Object position labeling entries

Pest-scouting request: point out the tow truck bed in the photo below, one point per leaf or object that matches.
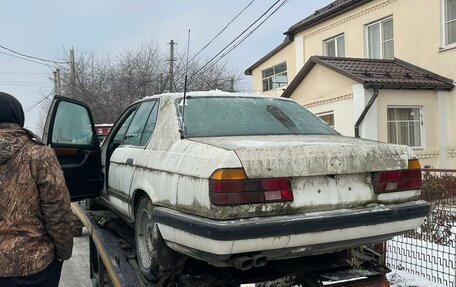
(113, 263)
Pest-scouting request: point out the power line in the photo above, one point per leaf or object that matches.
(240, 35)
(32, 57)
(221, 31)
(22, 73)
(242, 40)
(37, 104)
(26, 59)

---

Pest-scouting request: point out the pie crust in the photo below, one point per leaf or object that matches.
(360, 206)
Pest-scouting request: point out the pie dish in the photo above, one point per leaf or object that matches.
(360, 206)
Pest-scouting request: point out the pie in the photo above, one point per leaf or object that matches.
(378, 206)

▸ **THE TASK**:
State how many lines in the items above contain the word "photo". Reply with the number alone.

▸ **REPLY**:
5